◆ **THE TASK**
Look through the records below, and whenever a line contains "blurred", copy it.

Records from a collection
....

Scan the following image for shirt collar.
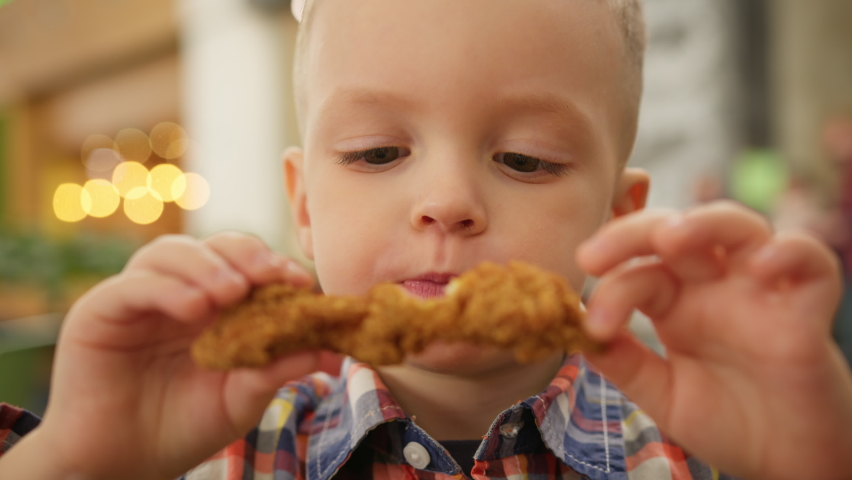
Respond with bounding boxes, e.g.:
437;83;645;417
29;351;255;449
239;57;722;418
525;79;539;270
523;354;626;478
305;357;408;480
305;355;626;480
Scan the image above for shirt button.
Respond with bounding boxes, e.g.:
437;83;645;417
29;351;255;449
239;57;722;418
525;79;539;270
403;441;431;469
500;421;524;439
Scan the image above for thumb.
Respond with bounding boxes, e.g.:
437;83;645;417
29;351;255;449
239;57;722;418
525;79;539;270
222;351;320;434
582;261;678;428
584;331;673;427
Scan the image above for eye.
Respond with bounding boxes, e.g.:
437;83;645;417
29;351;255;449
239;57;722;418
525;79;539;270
499;152;539;172
494;152;570;177
338;147;409;166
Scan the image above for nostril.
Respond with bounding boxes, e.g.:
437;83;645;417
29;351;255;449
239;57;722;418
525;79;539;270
461;219;474;229
421;215;436;225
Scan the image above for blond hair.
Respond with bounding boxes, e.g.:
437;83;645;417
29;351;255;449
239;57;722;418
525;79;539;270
292;0;647;154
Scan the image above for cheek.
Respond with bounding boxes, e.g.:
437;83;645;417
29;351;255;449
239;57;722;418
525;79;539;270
491;181;610;290
306;170;407;295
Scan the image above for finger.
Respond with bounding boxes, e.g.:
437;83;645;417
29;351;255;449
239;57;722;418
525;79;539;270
579;202;774;282
66;272;214;349
222;351;320;435
584;331;672;427
81;272;213;324
750;230;843;323
125;235;249;307
654;201;773;274
751;230;841;283
585;261;679;341
204;232;314;288
577;208;676;276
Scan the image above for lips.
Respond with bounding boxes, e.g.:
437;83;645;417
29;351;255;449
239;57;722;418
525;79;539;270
401;272;457;299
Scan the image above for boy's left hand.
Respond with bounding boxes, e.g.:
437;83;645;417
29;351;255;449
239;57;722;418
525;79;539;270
577;200;852;480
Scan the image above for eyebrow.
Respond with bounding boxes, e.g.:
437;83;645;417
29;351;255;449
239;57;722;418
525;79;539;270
488;91;595;149
314;87;419;123
316;87;593;140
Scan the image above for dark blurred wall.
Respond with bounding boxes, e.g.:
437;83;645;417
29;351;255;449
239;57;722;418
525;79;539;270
771;0;852;191
770;0;852;365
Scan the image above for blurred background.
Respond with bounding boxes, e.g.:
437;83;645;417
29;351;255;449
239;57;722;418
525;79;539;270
0;0;850;414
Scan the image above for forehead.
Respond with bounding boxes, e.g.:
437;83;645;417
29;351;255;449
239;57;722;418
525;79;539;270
301;0;625;143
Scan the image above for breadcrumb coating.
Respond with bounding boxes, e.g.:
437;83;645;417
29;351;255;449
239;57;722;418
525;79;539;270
191;261;598;369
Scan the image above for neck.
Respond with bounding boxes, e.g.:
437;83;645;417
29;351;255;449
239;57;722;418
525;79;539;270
377;352;564;441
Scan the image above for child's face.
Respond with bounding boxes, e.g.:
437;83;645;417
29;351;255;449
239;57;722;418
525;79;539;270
286;0;647;372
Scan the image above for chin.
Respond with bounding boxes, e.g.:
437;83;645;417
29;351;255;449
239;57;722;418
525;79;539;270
403;342;519;376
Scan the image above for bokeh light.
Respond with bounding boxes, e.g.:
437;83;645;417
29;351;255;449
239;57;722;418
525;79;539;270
148;164;185;202
82;179;120;218
113;128;152;164
53;183;88;223
59;127;207;224
84;148;123;178
81;134;113;161
150;122;188;160
82;134;121;175
124;187;164;225
112;161;149;197
173;173;210;210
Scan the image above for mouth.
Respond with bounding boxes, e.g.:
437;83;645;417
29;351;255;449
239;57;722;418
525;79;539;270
400;272;457;299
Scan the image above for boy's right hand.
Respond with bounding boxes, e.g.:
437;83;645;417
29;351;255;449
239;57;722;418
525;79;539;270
4;233;319;480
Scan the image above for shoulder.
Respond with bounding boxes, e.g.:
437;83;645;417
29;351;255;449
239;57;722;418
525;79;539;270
589;367;740;480
182;371;341;480
265;370;340;431
541;357;740;479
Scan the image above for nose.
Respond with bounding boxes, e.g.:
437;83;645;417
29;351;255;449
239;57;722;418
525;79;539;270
410;177;487;236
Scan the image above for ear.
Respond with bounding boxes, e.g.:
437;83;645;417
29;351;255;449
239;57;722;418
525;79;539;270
611;167;650;217
283;146;314;260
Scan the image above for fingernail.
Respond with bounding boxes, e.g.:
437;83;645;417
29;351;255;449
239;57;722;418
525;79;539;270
665;213;687;230
584;307;609;338
285;261;313;283
216;269;245;288
752;245;777;266
255;251;284;270
578;238;606;259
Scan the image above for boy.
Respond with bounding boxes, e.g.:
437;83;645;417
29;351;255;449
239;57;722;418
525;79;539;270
2;0;852;478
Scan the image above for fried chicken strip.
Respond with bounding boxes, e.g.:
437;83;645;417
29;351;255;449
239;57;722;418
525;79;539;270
191;261;598;369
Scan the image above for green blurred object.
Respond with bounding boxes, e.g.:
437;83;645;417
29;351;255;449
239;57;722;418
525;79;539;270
0;314;61;415
0;0;14;8
0;228;138;410
0;346;54;415
0;111;7;224
730;149;788;213
0;229;141;308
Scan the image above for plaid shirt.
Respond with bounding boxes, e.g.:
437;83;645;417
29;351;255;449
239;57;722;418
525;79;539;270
1;355;735;479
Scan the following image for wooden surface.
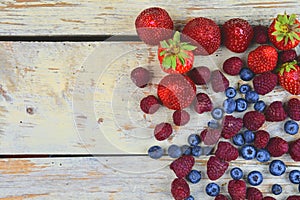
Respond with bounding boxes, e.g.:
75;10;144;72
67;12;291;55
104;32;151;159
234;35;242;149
1;0;300;199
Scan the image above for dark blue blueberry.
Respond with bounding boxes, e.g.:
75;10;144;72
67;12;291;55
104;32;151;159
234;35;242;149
148;145;164;159
185;196;194;200
208;119;220;129
272;184;282;195
239;84;251;94
205;183;220;197
243;130;255;143
225;87;237;98
192;145;202;157
181;145;192;155
223;98;236;114
211;108;224;120
284;120;299;135
256;149;270;162
235;98;248;112
230;167;243;180
186;170;202;184
254;100;266;112
241;145;256;160
232;133;245;146
167;144;182;158
245;91;259;103
202;146;214;156
188;134;201;146
269;160;286;176
240;67;254;81
247;171;263;186
289;170;300;184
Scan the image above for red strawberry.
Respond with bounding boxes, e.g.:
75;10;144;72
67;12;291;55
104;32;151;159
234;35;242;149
172;110;190;126
228;180;247;200
154;122;172;141
215;194;229;200
247;45;278;74
286;98;300;121
277;61;300;95
182;17;221;55
246;187;263;200
200;128;221;145
222;57;243;76
171;178;190;200
279;49;297;63
130;67;151;88
215;141;239;162
207;156;229;180
254;130;270;149
253;25;268;44
221;115;243;139
157;74;196;110
140;95;160;114
211;70;230;93
222;18;253;53
158;31;196;74
289;139;300;161
266;136;289;157
243;111;265;131
170;155;195;178
264;101;287;122
187;66;211;85
193;93;213;114
252;72;278;95
135;7;174;45
268;13;300;50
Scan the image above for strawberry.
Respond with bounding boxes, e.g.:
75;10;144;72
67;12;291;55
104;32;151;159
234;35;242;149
135;7;174;45
207;156;229;180
268;13;300;50
170;155;195;178
211;70;230;93
158;31;196;74
277;61;300;95
222;18;254;53
182;17;221;55
247;45;278;74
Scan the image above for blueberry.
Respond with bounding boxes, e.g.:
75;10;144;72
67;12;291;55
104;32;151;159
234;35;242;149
230;167;243;180
272;184;282;195
208;119;220;129
241;145;256;160
289;170;300;184
284;120;299;135
192;146;202;157
148;145;164;159
247;171;263;186
185;196;194;200
186;170;202;184
269;160;286;176
243;130;255;143
167;144;182;158
181;145;192;155
235;98;248;112
245;91;259;103
239;84;251;94
205;183;220;197
202;146;214;156
240;67;254;81
254;100;266;112
211;108;224;120
223;98;236;114
225;87;237;98
256;149;270;162
188;134;201;146
232;133;245;146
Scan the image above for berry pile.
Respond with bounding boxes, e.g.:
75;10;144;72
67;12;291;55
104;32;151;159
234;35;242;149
134;7;300;199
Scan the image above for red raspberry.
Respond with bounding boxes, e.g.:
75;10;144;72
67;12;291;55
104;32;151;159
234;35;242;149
221;115;243;139
247;187;263;200
187;66;211;85
279;49;297;63
253;72;278;95
211;70;229;93
215;141;239;162
287;196;300;200
194;93;213;114
263;197;276;200
228;180;246;200
170;155;195;178
222;57;243;76
140;95;160;114
266;136;289;157
265;101;287;122
215;194;229;200
154;122;172;141
289;139;300;161
172;110;190;126
130;67;150;88
207;156;229;180
253;25;268;44
171;178;190;200
243;111;265;131
286;98;300;121
254;130;270;149
200;128;221;145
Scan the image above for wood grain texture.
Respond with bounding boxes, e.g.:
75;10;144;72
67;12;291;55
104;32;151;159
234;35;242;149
0;0;299;36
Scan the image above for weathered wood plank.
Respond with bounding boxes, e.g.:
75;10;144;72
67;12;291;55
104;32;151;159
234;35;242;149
0;0;299;36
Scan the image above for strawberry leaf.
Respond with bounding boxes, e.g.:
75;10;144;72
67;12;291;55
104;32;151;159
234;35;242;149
275;21;281;31
178;54;185;66
173;31;180;44
181;44;197;51
180;51;189;58
160;40;169;48
160;50;167;56
284;36;289;45
289;14;297;25
171;55;177;70
291;31;300;40
288;33;295;44
162;56;172;69
276;34;284;42
283;14;289;24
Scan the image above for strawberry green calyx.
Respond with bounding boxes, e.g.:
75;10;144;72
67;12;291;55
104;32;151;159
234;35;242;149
278;60;298;75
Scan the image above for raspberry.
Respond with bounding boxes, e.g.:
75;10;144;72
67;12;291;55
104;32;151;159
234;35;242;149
171;178;190;200
211;70;229;93
287;196;300;200
207;156;229;180
286;98;300;121
140;95;160;114
263;197;276;200
243;111;265;131
279;49;297;63
200;128;221;145
252;72;278;95
154;122;172;141
266;137;289;157
130;67;150;88
194;93;213;114
265;101;287;122
254;130;270;149
221;115;243;139
215;141;239;162
222;57;243;76
187;66;211;85
228;180;246;200
246;187;263;200
289;139;300;161
172;110;190;126
215;194;229;200
170;155;195;178
253;25;268;44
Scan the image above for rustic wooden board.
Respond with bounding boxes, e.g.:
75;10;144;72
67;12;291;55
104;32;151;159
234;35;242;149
0;0;299;36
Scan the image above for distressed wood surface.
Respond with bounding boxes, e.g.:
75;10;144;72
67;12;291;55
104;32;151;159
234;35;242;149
0;0;299;36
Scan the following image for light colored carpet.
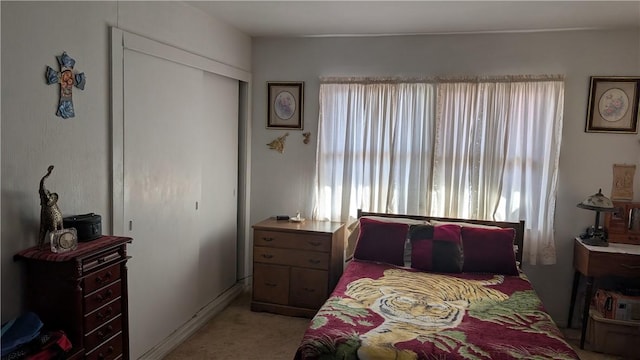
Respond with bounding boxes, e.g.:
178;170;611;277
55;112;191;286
166;292;622;359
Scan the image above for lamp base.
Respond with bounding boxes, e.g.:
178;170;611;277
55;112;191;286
581;236;609;247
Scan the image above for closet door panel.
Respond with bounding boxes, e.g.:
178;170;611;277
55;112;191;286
123;49;202;359
197;72;239;306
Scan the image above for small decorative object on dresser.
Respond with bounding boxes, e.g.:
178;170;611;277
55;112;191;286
38;165;64;249
267;82;304;129
15;236;133;360
585;76;639;133
251;218;344;317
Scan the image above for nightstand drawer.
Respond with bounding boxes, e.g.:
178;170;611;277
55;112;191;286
254;247;329;269
85;299;122;333
589;251;640;278
85;315;122;352
85;281;122;314
84;263;121;294
253;263;289;304
290;268;328;309
82;247;125;273
254;230;330;252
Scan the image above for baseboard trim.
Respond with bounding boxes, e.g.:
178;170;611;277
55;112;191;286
139;282;246;359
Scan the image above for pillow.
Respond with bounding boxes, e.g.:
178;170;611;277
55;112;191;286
410;224;463;273
461;227;518;275
353;218;409;266
346;216;429;263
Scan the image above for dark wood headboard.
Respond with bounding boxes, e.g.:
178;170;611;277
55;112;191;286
357;210;525;264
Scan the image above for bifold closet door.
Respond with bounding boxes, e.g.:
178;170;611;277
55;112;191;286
123;49;203;359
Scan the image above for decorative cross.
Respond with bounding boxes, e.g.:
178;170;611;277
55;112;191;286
45;52;86;119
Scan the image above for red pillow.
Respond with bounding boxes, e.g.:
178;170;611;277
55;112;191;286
410;224;463;273
461;227;518;275
353;218;409;266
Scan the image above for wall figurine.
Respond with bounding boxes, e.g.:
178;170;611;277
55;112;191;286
45;52;86;119
267;132;289;153
39;165;64;249
303;132;311;144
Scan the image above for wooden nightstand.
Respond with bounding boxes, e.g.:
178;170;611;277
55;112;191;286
251;218;345;317
567;238;640;349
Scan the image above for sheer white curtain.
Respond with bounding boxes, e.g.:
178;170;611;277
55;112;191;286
432;79;564;264
313;77;564;265
313;82;435;222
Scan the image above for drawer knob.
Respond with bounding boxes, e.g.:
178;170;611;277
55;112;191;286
96;271;113;284
309;241;321;246
98;346;115;359
261;254;274;259
96;289;113;302
265;282;277;287
303;287;315;293
308;259;321;264
97;325;114;339
262;237;274;242
97;307;113;320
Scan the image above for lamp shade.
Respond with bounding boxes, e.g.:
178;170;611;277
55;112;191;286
576;189;615;212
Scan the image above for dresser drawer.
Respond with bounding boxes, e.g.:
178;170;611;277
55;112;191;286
85;281;122;314
254;247;329;270
253;263;289;305
85;333;122;360
82;247;125;273
85;315;122;352
254;230;331;252
290;268;328;309
85;299;122;333
84;263;121;294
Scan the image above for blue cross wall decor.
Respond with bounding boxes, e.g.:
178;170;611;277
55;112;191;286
45;52;86;119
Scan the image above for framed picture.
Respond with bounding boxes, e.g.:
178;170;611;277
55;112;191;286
267;82;304;129
585;76;640;133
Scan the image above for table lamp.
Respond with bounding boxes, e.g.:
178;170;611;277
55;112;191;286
576;189;615;246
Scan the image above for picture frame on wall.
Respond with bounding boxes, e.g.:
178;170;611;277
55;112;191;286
267;81;304;129
585;76;640;133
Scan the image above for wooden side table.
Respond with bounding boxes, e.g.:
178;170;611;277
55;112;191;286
567;238;640;349
251;218;345;317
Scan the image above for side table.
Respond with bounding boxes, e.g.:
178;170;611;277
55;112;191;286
567;237;640;349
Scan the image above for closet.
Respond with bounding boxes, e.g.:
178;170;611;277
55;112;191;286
111;29;250;359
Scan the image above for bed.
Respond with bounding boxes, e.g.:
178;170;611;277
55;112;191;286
294;211;579;360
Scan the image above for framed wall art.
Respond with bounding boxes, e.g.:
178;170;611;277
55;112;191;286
585;76;640;133
267;81;304;129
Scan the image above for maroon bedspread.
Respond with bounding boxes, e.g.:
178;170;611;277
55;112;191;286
295;260;579;360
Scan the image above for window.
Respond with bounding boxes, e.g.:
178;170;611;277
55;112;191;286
313;76;564;265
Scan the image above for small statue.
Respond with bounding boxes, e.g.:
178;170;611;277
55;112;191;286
38;165;64;249
267;132;289;153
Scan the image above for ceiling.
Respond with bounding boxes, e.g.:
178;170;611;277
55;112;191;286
187;1;640;38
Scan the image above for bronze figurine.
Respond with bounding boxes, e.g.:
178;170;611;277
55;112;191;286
39;165;64;249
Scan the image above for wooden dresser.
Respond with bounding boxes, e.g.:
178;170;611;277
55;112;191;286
251;218;345;317
15;236;132;360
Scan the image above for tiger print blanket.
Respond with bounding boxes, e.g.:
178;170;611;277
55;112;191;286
295;260;579;360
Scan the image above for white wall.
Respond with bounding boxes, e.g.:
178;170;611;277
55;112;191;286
250;30;640;326
1;0;251;331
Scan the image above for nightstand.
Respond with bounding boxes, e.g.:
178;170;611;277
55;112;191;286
251;218;345;317
567;237;640;349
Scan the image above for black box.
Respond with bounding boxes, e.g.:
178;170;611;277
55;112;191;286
63;213;102;242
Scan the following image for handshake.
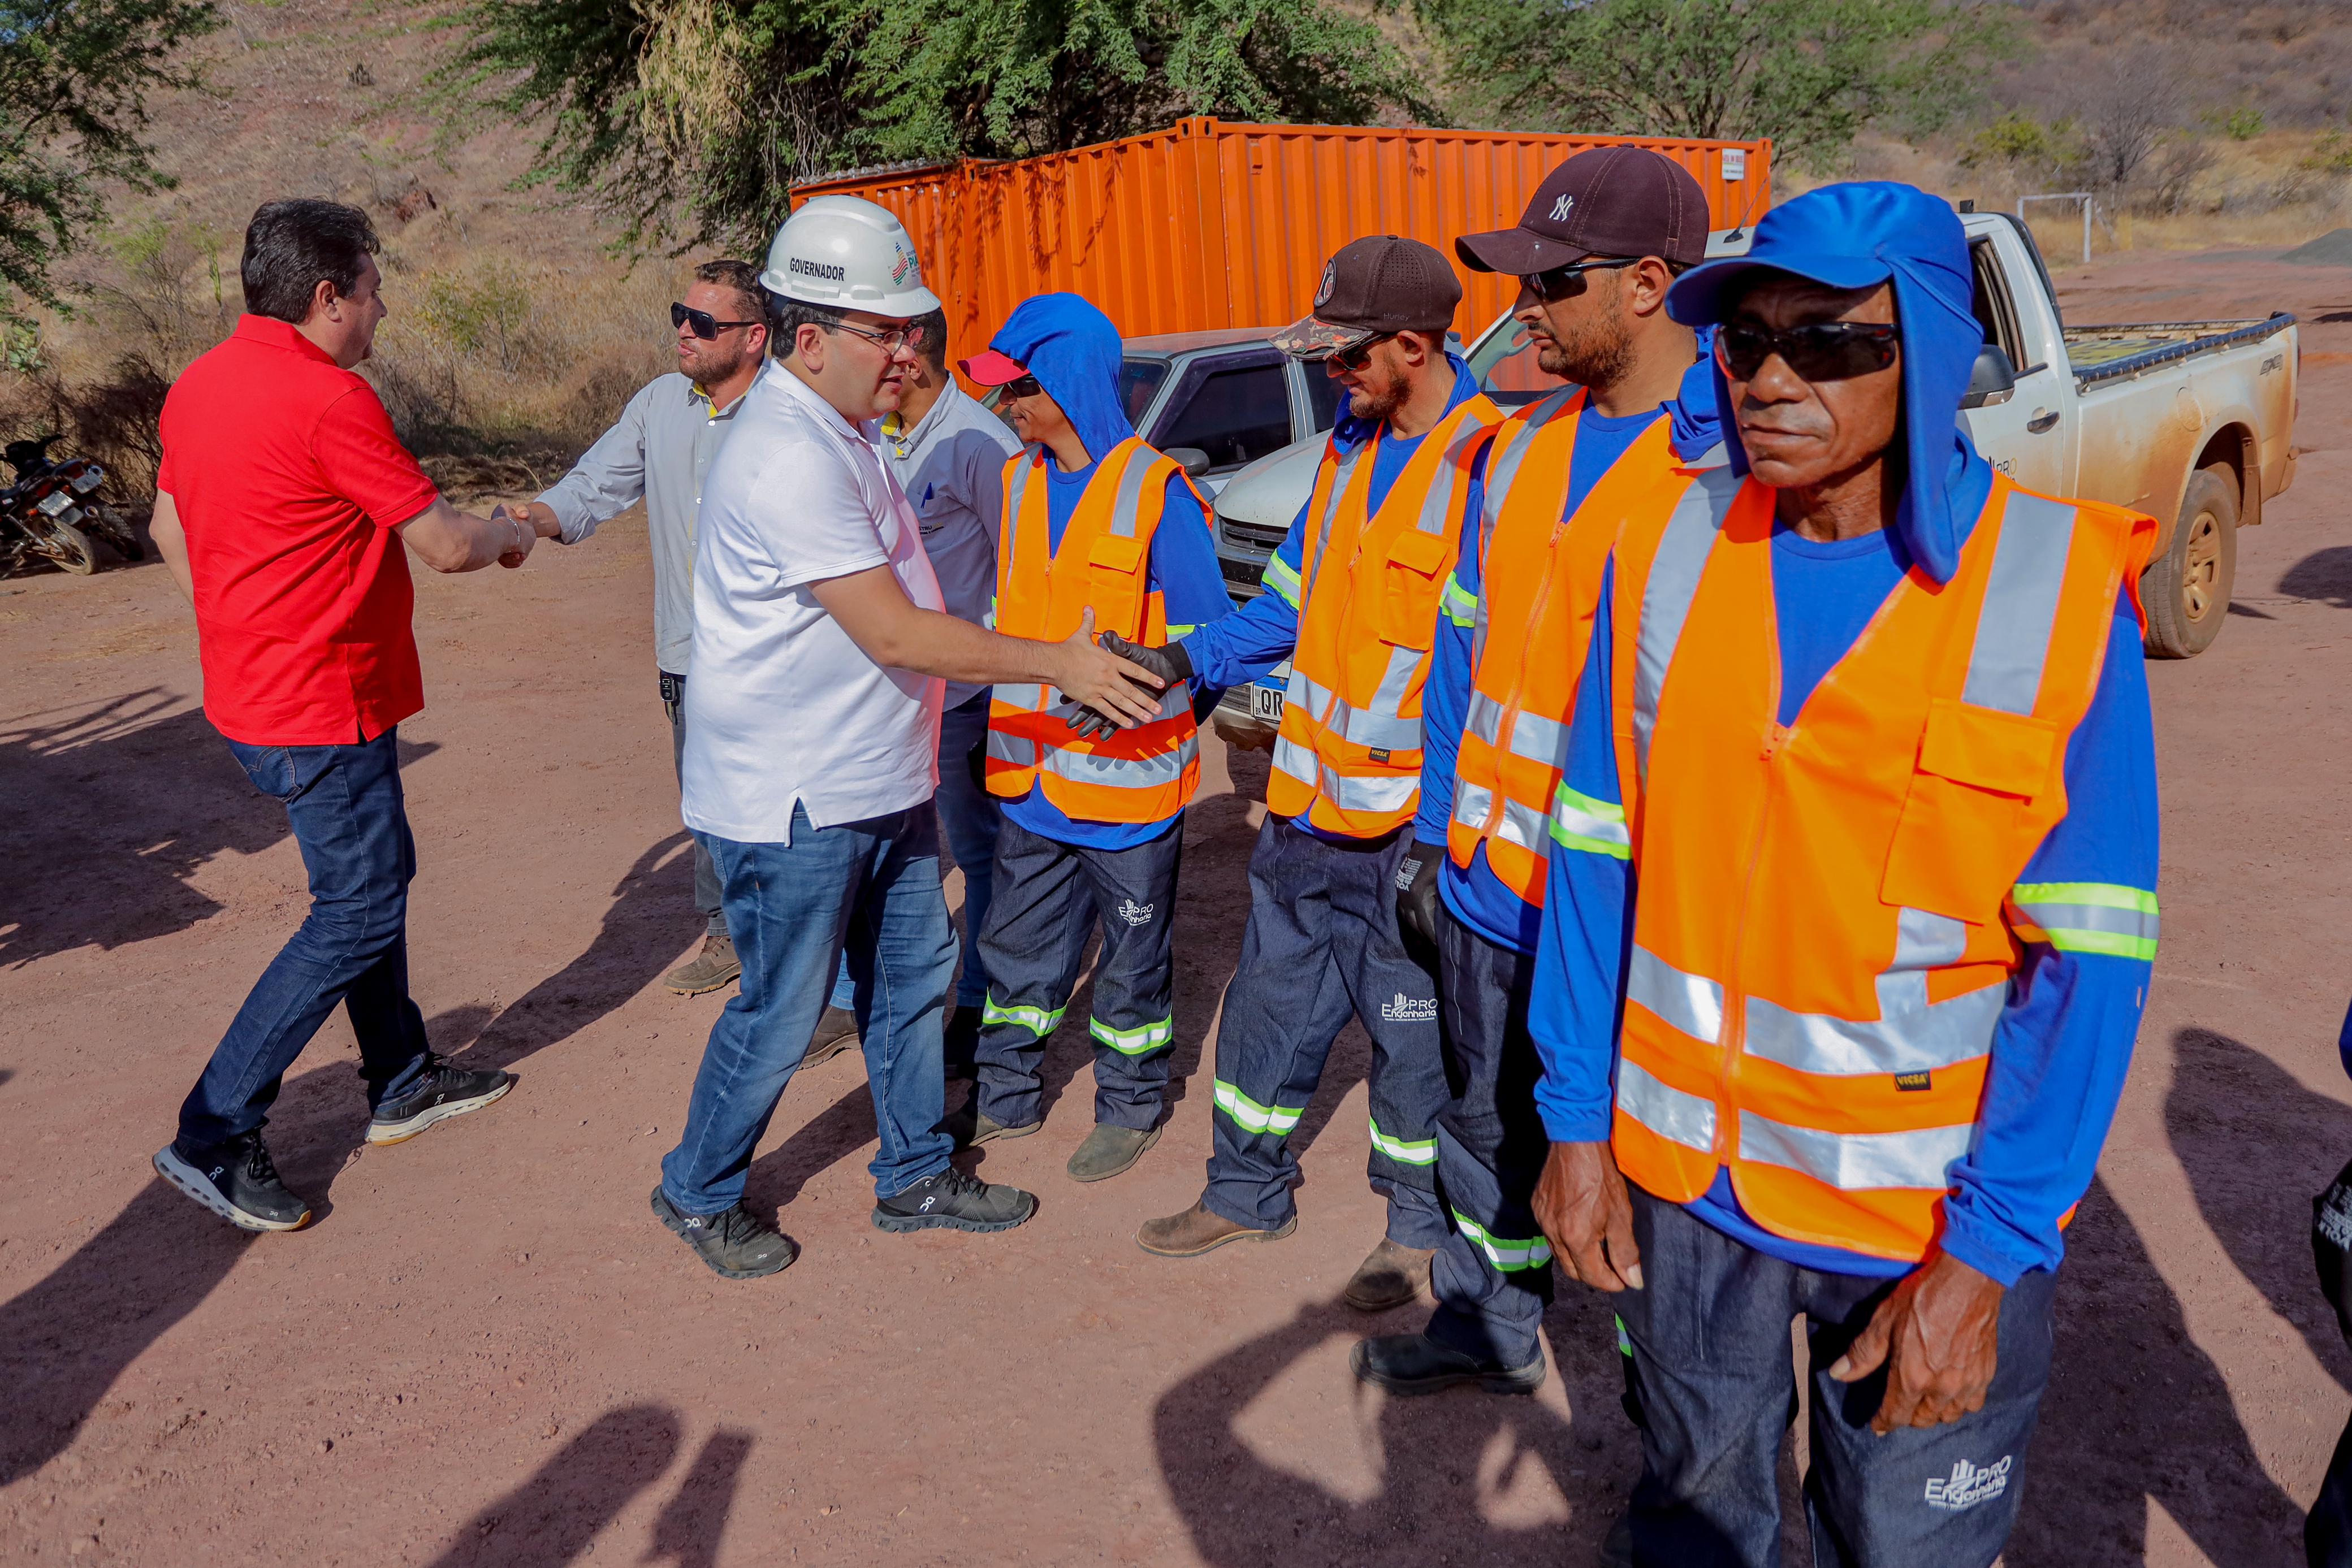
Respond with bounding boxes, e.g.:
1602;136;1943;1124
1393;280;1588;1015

....

◆ **RESPONSE TO THIS EXERCISE**
Scan the image above for dark blurred wall.
Scan the image above for blurred background.
Scan the image above for green blurred object.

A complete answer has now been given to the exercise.